== TEXTE SUPPORT ==
En présence des autorités civiles et militaires, de la population seynoise et de visiteurs, avec l’accompagnement de la clique, de la philharmonique « La Seynoise », et de l’association « Group military conservation », s’est déroulée ce dimanche le traditionnel défilé suivi d’une cérémonie au Monument aux morts, au cours de laquelle j’ai prononcé un discours...
« La tradition républicaine veut que les autorités se rassemblent, sous le regard du peuple, le 14 juillet, pour renouveler le contrat passé entre la représentation nationale et la population. Elles le font sous l’hommage, au sens médiéval du terme, c’est-à-dire en toute allégeance, des forces armées.
« C’est l’honneur des démocraties : l’usage de la force, quand elle est légitime et dûment encadrée, en est le garant protecteur, l’incarnation du Peuple et non la protection du tyran.
« Oui, nous sommes liés par une identité collective et la fête du 14 juillet participe de cette identité car elle nous élève en concitoyens.
« Les événements que nous observons ou avons observé dans le monde, au Brésil, en Egypte, pour ne citer que les plus marquants dans des domaines différents, ici la répartition des ressources, là, la demande de prise en considération des aspirations du peuple, montrent que la citoyenneté, la démocratie, la justice, la préservation des libertés, le besoin de croire ou de ne pas croire, la séparation des pouvoirs, le droit à vivre dignement en ayant un toit, de quoi manger et un égal accès aux soins, sont des valeurs universellement recherchées.
« Elles sont implicitement reconnues aujourd’hui dans notre fête du 14 juillet.
« En avons-nous encore conscience ? Prenons garde à ne pas oublier qu’elles furent obtenues de haute lutte. Il ne faudrait pas, puisqu’aujourd’hui, dans notre pays, elles nous semblent aller de soi, qu’elles ne s’éteignent faute d’alimenter la flamme.
« Longtemps, l’incarnation de ces aspirations s’est trouvée dans le concept de Nation. Cette étape fut nécessaire. Le 28 juin, nous avons honoré les Soldats de l’An II, il fallait alors devant une coalition de toutes les monarchies de l’Europe, protéger la Nation en danger, et sauver la République. Ce furent bien des violences, de nombreuses guerres, des revers, des reconquêtes.

== ENTRÉES DU CORPUS ==
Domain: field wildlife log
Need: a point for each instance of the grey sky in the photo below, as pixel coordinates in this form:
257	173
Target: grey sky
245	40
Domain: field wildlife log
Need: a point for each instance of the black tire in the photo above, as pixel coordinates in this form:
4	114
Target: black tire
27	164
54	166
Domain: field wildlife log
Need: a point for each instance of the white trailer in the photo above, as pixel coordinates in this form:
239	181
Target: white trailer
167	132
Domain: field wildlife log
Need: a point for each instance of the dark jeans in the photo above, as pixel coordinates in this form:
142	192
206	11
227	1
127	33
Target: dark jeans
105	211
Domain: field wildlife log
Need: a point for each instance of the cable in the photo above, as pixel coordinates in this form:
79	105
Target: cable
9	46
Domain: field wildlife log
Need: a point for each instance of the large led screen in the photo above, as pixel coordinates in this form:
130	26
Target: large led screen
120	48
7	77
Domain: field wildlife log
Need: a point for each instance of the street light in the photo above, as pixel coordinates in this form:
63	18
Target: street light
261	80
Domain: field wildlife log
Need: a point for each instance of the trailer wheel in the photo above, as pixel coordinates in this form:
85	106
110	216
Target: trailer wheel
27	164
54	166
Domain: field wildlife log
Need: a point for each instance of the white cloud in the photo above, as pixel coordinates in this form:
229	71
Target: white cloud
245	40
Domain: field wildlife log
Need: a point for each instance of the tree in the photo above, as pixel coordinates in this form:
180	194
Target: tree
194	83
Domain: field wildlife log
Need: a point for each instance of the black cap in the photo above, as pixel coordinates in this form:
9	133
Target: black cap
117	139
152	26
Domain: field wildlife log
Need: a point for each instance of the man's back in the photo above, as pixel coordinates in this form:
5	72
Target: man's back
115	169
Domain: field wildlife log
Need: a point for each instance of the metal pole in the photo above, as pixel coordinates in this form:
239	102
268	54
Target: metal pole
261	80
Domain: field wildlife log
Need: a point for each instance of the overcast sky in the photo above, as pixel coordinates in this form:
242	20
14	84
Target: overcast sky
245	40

== CONSIGNES ==
1. Répondez aux questions suivantes sur le discours du 14 juillet.
(a) Qui a accompagné le défilé ?
(b) Quels pays sont cités comme exemples d'événements observés dans le monde ?
(c) À quelle date les Soldats de l'An II ont-ils été honorés ?
2. Rédigez la suite du discours du 14 juillet après sa dernière phrase.

== RÉPONSES ==
1.
(a) La clique, la philharmonique « La Seynoise » et l'association « Group military conservation ».
(b) Le Brésil et l'Égypte.
(c) Le 28 juin.

2.
« Mais ne soyons pas dupes de ces violences : toutes ne sont pas légitimes. En faisant de la « résistance à l’oppression » un « droit naturel et imprescriptible », les Constituants pensaient moins légitimer la violence de la rue que protéger les individus contre toute dérive tyrannique. « Nul corps, nul individu ne peut exercer d’autorité qui n’émane expressément de la Nation. »
« La légitimation de la violence est donc parfois un mal nécessaire. Un mal parce qu’il faut du temps pour le décider et obtenir l’assentiment des organismes reconnus, et que, en attendant, les populations souffrent. Les exemples sont malheureusement d’une triste actualité, et partout dans le monde.
« Malheureusement, les peuples ne sont pas à l’abri d’un dévoiement de cette légitimation. Toutes les dictatures usent d’une dialectique à front renversé, et répriment par la force au nom de l’ordre établi.
« Un ordre établi qui, parfois, dans nos démocraties aussi, opprime plus qu’il ne sert. Depuis deux ans, nous observons des mouvements protestataires, dans beaucoup de régions du globe, contre des organisations qui administrent des remèdes mortifères : le printemps arabe qui se cherche encore en Tunisie ou en Egypte, les indignés en Espagne ou au Portugal, les protestations contre le système bancaire aux Etats-Unis, les ras-le-bol populaires au Brésil, en Turquie, en Grèce. Je ne parle pas des guerres. Tous, bien que différents, sur des continents différents, protestent des mêmes turpitudes : la corruption, l’inégalité, les pouvoirs illégitimes, la censure des idées et des paroles, le déclin des services publics, le cynisme de l’argent.
« La mondialisation a fait que désormais, chacun doit trouver sa nation à l’intérieur de soi. Les identifications changent. La nation était indissociablement une communauté de culture et un lieu de mémoire. Aujourd’hui il convient d’ajouter une dimension qui balaye les frontières : la nation est aussi un projet civique, la construction d’une société dont le modèle de développement se doit d’être équilibré.
« Les lois de la République s’imposent à tous parce qu’elles sont la protection de tout un chacun, dans le cadre des droits de l’homme, du respect de la vie, des libertés fondamentales et des latitudes individuelles.
« C’est pourquoi, je le répète, aucun précepte religieux ou philosophique, aucune prescription discriminante, clanique ou sexuelle, ne saurait déroger à la règle commune ou conduire à des exceptions dans la sphère publique.
« Oui, ne désespérons pas ; nous devons croire en l’avenir. Nous, les Français républicains, nous sommes liés depuis plus de deux siècles, depuis ce 14 juillet 1790, par une identité collective. Et notre fête nationale participe à notre cohésion.
« Vive la France de la République, et vive l’Europe et le Monde de l’amitié entre les peuples. »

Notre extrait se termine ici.